» **STATED TASK**:
Which lines in the records contain the word "orchid"? Show each of them in full.

Recorded data:

┄┄┄┄┄┄┄┄┄┄

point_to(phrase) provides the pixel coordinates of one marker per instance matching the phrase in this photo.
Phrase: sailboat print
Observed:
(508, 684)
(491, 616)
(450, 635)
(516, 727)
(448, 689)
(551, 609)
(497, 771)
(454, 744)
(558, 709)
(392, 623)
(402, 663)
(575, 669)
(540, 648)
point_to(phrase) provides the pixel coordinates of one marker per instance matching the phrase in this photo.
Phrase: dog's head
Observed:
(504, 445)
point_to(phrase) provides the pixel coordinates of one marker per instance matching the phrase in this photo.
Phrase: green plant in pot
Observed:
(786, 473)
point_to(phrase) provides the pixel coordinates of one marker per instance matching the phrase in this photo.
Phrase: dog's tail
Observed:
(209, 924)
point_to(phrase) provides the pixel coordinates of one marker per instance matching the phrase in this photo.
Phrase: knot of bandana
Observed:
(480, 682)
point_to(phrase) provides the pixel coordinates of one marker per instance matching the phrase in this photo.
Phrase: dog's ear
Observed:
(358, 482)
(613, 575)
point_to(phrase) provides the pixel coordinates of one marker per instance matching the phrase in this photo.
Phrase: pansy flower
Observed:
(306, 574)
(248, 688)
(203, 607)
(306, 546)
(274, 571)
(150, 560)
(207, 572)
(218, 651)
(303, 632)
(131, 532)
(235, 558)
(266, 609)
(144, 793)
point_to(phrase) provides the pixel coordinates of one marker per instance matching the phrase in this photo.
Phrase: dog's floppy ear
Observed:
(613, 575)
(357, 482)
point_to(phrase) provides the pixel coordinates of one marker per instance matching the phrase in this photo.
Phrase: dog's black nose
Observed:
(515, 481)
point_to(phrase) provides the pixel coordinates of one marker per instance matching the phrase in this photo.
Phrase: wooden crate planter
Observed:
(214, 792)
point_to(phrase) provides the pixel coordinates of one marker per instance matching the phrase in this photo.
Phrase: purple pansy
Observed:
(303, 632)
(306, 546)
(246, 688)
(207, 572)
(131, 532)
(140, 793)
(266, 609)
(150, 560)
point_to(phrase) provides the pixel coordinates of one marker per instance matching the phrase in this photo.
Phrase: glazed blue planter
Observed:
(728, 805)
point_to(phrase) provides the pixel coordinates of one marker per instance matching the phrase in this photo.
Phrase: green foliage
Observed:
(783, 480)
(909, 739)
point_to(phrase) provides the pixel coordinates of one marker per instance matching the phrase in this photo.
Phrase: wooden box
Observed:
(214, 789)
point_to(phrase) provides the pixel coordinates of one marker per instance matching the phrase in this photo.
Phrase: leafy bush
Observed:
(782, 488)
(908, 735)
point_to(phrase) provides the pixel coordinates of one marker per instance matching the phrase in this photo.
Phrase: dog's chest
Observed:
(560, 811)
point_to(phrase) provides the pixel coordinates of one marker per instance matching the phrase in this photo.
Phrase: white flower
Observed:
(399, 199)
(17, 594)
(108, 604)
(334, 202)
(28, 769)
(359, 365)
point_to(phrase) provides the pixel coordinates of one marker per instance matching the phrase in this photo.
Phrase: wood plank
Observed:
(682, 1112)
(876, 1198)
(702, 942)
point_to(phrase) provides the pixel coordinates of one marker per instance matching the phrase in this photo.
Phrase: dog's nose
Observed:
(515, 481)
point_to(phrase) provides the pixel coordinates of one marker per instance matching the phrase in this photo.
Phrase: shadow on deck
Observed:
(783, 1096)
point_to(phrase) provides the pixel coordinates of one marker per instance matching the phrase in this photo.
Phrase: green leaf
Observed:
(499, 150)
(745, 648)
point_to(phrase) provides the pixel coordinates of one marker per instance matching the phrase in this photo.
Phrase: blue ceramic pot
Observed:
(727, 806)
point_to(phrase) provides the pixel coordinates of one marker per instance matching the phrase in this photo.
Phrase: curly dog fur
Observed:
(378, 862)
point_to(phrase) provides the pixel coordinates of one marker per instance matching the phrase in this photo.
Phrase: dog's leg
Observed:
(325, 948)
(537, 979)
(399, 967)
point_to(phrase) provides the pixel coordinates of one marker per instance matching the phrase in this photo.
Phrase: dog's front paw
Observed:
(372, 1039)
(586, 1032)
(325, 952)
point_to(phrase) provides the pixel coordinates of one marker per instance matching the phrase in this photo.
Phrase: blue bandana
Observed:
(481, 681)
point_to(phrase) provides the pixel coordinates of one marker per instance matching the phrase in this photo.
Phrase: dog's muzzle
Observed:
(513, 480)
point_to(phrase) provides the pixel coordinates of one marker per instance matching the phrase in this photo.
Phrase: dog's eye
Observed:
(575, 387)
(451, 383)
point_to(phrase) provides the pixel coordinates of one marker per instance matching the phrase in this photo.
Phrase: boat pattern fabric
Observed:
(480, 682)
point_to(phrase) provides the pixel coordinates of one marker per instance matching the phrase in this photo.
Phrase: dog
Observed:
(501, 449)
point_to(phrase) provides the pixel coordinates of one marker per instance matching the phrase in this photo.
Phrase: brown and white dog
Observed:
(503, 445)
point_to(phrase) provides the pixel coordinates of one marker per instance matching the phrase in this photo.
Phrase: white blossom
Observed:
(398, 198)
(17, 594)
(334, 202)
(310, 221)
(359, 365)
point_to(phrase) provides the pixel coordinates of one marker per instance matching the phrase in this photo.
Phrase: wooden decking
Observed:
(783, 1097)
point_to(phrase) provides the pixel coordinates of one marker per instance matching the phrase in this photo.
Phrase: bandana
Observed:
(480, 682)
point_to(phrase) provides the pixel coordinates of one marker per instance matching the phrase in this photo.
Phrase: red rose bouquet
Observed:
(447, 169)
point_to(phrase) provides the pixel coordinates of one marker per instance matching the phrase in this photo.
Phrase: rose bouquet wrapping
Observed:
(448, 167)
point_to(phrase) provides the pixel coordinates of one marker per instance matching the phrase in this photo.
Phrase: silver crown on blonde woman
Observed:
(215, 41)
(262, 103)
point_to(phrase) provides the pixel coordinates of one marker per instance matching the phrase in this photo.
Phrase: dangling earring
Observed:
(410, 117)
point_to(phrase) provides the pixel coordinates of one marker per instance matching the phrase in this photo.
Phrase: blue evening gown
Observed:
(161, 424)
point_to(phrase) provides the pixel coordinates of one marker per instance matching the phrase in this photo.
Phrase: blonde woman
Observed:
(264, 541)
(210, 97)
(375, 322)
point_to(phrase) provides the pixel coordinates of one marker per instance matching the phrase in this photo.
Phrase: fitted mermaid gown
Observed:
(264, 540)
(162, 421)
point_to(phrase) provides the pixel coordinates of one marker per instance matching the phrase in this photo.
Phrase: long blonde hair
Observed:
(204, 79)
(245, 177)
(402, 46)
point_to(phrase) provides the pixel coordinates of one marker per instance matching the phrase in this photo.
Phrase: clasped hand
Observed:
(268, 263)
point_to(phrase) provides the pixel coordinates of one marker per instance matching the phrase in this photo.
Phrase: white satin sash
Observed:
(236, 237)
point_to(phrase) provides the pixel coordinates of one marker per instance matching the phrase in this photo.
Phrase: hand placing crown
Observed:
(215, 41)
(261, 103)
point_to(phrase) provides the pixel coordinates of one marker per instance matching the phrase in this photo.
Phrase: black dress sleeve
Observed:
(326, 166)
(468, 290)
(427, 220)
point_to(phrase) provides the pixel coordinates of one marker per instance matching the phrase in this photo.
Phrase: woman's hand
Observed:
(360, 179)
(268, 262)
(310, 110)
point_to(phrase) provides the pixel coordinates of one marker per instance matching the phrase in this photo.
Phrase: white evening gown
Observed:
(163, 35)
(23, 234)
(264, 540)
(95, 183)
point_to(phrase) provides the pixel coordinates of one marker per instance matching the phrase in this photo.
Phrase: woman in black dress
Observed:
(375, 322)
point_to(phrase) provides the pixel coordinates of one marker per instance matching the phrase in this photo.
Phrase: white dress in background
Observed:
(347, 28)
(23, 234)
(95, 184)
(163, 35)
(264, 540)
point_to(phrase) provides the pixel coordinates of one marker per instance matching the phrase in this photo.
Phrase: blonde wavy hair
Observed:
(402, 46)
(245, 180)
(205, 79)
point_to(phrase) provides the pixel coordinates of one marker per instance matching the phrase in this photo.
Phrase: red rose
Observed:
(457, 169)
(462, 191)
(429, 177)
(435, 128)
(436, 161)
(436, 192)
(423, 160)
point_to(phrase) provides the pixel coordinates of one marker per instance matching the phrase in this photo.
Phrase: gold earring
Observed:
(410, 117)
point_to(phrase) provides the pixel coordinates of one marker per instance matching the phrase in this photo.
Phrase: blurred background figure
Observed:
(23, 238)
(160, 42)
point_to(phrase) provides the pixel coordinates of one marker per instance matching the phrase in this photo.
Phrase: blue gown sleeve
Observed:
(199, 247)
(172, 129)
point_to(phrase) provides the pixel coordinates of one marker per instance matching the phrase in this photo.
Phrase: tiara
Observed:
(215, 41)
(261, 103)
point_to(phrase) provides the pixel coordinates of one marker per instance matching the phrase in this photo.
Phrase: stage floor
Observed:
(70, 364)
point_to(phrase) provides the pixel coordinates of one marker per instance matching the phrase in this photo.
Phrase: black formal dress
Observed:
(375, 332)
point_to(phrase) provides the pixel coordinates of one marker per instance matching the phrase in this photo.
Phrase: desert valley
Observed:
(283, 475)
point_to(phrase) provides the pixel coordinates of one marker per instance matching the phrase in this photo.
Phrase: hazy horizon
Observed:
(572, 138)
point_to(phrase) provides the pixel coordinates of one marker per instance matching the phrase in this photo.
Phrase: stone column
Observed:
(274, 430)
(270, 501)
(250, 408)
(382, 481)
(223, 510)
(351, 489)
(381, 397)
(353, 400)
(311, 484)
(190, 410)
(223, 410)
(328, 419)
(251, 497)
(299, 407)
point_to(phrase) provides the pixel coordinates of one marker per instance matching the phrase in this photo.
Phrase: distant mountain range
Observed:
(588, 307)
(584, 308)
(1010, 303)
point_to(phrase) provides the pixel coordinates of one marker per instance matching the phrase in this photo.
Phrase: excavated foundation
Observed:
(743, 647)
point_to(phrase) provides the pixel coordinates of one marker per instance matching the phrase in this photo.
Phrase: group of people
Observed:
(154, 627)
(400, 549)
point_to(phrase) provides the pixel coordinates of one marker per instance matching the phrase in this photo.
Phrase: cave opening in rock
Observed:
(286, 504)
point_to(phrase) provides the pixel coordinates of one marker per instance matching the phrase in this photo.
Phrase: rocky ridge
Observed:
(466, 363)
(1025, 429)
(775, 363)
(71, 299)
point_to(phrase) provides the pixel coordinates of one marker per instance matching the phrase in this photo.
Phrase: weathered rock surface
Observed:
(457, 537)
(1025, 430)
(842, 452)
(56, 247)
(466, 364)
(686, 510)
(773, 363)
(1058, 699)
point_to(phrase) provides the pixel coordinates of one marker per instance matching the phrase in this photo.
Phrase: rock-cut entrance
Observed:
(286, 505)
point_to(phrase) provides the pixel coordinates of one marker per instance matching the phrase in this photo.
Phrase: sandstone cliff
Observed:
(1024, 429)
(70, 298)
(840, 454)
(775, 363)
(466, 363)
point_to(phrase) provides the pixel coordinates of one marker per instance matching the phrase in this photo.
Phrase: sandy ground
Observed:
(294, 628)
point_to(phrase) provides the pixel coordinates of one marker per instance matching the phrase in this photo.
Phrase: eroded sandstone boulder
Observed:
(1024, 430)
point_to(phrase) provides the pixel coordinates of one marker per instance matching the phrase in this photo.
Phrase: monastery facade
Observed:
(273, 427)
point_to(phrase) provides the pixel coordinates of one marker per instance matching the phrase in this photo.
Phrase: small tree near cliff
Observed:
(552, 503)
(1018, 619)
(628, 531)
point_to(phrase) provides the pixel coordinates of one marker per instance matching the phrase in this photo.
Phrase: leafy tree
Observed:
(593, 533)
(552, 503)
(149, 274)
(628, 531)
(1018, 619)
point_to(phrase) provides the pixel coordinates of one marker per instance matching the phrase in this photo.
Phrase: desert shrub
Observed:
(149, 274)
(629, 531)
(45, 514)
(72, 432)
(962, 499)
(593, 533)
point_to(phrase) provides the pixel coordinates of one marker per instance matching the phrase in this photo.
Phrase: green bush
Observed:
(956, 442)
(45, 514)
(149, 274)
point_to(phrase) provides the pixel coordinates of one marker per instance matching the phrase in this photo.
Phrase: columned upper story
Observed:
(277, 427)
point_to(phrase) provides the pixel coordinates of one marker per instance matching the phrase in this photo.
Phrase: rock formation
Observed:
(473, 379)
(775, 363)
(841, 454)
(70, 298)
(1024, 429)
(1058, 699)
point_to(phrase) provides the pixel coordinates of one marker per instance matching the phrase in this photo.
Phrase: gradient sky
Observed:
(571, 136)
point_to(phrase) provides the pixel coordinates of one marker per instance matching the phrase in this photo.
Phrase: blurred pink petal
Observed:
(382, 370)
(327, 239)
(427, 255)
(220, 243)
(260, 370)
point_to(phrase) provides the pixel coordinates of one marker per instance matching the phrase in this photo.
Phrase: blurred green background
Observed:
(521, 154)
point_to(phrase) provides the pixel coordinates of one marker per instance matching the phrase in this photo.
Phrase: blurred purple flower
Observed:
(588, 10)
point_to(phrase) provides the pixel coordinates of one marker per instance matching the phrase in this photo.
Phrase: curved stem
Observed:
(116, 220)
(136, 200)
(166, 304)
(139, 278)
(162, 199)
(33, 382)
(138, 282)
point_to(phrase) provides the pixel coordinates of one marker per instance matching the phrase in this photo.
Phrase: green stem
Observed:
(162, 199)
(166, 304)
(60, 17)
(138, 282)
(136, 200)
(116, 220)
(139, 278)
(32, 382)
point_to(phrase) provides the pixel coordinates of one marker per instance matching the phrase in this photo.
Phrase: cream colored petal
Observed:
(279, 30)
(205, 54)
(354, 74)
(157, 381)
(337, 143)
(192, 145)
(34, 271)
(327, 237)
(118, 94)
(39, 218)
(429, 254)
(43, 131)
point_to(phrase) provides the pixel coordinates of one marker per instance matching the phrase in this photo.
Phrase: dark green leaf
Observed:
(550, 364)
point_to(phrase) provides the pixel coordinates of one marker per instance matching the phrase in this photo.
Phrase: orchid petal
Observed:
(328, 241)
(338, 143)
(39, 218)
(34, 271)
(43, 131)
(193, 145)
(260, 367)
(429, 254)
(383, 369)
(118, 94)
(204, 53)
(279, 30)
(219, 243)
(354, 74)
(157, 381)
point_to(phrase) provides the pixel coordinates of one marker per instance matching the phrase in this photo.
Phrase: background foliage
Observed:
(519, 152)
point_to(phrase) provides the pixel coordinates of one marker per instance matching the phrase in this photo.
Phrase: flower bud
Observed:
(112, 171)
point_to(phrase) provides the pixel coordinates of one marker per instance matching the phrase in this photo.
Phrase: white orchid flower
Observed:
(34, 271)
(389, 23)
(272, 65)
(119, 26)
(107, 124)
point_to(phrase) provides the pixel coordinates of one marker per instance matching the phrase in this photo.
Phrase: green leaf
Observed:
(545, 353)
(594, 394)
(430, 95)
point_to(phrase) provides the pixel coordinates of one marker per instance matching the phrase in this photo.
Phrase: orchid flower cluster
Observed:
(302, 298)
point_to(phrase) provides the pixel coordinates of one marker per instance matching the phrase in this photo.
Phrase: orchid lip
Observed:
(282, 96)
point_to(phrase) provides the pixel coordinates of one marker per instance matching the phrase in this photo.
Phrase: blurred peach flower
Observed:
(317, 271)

┄┄┄┄┄┄┄┄┄┄

» **RESULT OF THIS EXERCISE**:
Phrase: orchid petal
Phrase: white orchid flower
Phrase: orchid flower cluster
Phrase: orchid lip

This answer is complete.